Work to complete:
Quote exactly, and only, the lines from the one with "the black shutter" through the end of the listing.

Items listed in a dataset:
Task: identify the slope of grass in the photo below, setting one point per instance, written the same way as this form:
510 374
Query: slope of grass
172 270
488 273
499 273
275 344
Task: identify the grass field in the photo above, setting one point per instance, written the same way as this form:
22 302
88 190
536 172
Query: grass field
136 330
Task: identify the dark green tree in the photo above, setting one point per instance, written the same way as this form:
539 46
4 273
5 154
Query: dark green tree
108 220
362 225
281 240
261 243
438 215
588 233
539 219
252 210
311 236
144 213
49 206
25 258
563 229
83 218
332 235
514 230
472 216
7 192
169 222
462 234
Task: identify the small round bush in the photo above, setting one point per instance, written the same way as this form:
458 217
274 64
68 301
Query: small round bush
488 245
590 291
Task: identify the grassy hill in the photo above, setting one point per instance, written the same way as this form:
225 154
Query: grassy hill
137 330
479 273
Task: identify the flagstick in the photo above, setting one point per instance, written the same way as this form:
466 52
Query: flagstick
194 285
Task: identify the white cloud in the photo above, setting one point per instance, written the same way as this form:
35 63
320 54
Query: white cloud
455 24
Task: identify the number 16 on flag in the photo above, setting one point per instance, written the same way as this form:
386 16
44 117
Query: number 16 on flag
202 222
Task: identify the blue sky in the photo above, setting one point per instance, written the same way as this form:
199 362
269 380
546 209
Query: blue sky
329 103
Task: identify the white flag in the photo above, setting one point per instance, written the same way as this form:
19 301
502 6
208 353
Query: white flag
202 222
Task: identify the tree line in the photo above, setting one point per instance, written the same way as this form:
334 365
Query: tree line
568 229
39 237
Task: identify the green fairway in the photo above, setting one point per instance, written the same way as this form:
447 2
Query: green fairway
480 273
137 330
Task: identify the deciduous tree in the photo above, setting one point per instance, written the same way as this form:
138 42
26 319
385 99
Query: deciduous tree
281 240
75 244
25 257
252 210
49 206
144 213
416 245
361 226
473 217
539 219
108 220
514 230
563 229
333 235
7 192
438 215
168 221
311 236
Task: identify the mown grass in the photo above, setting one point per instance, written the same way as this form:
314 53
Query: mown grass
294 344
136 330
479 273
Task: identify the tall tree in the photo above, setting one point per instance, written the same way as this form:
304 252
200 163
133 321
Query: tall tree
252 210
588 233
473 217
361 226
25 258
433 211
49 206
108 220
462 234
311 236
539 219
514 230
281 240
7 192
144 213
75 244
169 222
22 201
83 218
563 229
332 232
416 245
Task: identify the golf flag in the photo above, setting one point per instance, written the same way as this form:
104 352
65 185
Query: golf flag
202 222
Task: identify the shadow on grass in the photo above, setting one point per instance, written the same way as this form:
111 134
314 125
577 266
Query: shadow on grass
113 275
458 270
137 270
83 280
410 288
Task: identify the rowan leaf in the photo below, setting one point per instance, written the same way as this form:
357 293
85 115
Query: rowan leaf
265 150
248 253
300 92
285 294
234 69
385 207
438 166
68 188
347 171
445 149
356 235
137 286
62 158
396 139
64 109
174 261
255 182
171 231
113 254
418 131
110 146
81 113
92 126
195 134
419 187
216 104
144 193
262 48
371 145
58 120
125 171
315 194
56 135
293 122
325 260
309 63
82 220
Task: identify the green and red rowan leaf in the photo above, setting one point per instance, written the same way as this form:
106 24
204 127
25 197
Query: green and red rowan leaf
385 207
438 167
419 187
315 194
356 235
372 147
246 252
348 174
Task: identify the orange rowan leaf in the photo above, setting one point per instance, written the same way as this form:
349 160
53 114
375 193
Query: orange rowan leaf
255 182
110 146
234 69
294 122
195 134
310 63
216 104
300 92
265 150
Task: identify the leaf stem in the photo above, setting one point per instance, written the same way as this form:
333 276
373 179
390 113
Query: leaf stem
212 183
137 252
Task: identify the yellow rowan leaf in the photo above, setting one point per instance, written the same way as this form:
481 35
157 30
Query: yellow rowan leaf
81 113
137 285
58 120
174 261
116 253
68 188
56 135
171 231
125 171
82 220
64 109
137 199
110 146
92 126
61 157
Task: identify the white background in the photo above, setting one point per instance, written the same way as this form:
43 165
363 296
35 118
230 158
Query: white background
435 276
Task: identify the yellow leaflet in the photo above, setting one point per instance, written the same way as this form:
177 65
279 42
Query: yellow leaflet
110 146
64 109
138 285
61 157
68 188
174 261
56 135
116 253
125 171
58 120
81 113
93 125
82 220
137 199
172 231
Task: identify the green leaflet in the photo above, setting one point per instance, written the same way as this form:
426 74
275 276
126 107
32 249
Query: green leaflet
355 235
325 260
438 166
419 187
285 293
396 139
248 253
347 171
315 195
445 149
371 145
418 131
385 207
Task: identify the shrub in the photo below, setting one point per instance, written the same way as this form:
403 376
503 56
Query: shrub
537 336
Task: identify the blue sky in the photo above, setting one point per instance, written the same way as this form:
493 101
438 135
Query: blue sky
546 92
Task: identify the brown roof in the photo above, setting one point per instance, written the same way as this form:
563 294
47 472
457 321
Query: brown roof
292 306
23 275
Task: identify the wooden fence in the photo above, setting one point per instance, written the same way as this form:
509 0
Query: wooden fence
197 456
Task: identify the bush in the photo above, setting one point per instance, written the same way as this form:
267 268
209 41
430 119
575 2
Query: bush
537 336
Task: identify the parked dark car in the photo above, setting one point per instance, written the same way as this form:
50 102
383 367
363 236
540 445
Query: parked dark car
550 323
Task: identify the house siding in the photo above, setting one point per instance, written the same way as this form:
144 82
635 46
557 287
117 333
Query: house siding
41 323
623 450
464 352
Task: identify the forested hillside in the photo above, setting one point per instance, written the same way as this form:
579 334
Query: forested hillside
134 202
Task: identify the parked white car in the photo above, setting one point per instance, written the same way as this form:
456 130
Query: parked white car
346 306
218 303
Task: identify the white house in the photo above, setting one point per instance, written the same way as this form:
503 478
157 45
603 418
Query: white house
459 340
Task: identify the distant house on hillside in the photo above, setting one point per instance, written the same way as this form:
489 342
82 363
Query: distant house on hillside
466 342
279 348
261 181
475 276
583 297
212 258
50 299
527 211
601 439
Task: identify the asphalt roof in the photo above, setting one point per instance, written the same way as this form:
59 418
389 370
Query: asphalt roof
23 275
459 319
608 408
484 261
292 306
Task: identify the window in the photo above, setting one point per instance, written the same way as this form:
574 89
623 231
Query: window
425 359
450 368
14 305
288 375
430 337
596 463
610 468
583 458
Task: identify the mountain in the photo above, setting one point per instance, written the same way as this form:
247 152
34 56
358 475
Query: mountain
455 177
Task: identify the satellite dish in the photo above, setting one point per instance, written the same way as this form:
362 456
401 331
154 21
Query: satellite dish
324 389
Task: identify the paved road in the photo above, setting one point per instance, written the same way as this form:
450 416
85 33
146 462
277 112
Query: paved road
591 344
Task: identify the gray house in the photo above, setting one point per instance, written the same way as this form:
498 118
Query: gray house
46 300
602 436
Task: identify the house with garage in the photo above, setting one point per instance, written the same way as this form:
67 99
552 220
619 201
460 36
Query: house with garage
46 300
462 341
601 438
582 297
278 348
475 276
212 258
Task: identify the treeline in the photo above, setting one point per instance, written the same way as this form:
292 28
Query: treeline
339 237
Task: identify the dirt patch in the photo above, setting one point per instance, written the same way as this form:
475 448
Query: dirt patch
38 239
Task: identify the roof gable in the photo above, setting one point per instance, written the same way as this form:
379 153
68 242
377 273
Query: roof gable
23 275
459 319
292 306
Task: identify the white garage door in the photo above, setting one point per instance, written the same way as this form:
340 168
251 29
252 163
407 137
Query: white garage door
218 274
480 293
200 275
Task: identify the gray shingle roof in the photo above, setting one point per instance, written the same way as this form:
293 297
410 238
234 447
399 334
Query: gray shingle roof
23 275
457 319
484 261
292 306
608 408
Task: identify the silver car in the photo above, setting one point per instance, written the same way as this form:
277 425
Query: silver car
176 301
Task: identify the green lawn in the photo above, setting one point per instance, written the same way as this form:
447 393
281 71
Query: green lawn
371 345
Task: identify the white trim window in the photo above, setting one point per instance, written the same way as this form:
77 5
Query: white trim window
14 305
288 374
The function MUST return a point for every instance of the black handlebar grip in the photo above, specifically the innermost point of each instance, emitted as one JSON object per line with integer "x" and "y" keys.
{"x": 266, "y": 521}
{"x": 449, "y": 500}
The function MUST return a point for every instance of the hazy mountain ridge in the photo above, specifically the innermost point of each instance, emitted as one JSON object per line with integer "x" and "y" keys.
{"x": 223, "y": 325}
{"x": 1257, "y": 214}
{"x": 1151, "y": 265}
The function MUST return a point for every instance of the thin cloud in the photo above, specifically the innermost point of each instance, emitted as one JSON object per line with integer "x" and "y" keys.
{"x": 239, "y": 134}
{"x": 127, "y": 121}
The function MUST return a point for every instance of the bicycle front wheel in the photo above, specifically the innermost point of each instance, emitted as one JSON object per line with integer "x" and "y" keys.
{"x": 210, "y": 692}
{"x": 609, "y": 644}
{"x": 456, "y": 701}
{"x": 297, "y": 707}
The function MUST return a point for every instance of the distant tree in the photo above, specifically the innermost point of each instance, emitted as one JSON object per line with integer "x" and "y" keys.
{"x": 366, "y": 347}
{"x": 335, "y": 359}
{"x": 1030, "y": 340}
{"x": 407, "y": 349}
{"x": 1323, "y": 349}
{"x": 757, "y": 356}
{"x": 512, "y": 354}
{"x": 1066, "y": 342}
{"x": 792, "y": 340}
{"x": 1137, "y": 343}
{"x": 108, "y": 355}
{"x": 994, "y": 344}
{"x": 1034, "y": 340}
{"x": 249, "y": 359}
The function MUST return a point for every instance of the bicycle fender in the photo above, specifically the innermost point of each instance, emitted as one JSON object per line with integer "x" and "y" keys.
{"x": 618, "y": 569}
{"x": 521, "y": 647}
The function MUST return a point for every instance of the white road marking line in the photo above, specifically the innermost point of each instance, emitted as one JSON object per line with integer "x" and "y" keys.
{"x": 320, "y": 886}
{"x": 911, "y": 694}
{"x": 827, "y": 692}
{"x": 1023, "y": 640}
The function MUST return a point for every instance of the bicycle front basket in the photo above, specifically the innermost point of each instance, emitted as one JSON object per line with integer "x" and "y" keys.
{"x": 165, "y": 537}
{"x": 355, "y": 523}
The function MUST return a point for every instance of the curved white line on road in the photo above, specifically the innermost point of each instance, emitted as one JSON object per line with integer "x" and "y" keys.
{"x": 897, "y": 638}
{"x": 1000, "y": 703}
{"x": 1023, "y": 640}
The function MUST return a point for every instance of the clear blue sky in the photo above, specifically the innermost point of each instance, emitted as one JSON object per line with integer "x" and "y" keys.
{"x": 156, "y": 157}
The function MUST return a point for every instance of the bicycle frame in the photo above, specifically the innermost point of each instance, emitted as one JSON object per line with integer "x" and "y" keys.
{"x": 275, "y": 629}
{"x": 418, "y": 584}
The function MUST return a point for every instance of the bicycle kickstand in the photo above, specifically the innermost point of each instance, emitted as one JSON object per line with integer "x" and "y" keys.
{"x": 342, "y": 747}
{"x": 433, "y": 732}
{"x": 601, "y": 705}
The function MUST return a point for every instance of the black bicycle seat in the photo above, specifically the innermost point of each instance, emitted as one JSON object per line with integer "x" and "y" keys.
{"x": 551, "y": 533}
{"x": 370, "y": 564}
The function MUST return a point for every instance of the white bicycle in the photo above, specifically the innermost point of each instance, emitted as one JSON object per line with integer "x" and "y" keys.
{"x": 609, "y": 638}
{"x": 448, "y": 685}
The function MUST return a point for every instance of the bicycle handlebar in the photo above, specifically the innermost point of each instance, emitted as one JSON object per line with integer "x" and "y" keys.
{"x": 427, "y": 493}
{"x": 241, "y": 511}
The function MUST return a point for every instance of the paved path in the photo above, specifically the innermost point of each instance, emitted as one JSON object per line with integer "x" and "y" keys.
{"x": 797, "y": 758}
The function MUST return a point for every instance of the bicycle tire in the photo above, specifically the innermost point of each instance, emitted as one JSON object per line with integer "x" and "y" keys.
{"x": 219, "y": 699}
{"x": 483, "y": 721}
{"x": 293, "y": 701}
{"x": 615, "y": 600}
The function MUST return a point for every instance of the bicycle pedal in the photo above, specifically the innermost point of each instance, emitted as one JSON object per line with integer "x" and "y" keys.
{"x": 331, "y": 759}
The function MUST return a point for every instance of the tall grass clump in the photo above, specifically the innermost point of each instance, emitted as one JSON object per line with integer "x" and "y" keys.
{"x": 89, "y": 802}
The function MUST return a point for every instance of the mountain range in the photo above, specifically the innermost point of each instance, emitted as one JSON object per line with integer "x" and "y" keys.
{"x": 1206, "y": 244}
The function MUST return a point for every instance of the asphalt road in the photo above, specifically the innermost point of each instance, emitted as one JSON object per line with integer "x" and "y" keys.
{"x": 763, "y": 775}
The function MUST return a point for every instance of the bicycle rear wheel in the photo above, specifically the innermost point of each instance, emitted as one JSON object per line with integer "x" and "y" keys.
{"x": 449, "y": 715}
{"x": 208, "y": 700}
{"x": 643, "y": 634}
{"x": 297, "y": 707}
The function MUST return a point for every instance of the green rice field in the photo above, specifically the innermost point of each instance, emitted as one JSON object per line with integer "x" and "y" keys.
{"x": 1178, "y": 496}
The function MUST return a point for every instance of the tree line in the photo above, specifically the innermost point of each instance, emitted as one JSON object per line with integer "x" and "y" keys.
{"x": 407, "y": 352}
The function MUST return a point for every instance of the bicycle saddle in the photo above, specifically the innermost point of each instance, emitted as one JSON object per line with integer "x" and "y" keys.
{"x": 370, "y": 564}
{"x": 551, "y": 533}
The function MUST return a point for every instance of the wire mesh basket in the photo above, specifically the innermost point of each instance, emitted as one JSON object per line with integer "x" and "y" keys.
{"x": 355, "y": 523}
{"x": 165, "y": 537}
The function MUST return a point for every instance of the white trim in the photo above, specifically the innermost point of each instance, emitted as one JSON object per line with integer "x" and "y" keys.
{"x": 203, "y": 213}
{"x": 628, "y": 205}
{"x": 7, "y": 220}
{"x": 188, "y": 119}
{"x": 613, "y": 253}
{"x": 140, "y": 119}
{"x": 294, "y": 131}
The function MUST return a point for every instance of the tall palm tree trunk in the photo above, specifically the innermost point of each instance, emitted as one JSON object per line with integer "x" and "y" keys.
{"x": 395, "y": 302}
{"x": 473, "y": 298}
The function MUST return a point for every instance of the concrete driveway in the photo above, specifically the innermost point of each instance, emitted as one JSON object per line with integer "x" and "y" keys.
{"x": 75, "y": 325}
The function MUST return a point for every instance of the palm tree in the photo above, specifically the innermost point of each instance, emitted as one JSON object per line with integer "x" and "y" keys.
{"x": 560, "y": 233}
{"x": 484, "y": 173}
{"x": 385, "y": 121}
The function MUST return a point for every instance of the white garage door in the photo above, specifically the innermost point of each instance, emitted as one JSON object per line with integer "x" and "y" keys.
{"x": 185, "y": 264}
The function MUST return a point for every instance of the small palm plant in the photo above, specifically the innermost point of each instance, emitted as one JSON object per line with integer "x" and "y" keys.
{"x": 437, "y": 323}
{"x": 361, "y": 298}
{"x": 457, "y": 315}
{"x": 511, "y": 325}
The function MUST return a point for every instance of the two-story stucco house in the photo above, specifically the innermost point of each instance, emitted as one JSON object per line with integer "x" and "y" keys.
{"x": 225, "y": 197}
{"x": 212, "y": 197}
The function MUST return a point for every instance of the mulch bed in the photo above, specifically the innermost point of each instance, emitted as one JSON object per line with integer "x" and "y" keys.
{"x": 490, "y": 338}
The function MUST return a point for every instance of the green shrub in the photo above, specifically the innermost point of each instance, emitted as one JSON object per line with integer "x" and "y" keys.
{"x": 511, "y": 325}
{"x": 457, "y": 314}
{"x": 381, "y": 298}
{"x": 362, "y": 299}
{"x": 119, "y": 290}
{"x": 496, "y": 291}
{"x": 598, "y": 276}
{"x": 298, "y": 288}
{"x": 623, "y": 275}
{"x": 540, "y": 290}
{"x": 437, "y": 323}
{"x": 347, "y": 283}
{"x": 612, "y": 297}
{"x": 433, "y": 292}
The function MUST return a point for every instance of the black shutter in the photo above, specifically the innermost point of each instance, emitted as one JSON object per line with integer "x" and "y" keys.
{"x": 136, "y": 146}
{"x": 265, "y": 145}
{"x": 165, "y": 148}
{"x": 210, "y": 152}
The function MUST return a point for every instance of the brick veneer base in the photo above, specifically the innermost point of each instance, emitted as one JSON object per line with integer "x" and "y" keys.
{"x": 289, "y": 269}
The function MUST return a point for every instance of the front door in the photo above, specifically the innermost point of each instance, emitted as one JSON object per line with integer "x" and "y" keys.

Reply:
The function MUST return a point for every instance of the black shutter in the photo above, specifically the innermost point of each instance, emitted as one JSON object per line with integer "x" and "y" keys.
{"x": 136, "y": 146}
{"x": 265, "y": 145}
{"x": 165, "y": 148}
{"x": 210, "y": 152}
The function MUST return a point for every instance of the brick veneer base in the photo above, specifically the innermost point of each instance, emitted as one JSON object per line with integer "x" and "y" keys.
{"x": 289, "y": 269}
The function MUST return a point for every instance of the front door in the photo above, specifically the innermost point of each instance, emitted as one JSON object per line with integer "x" and "y" keys.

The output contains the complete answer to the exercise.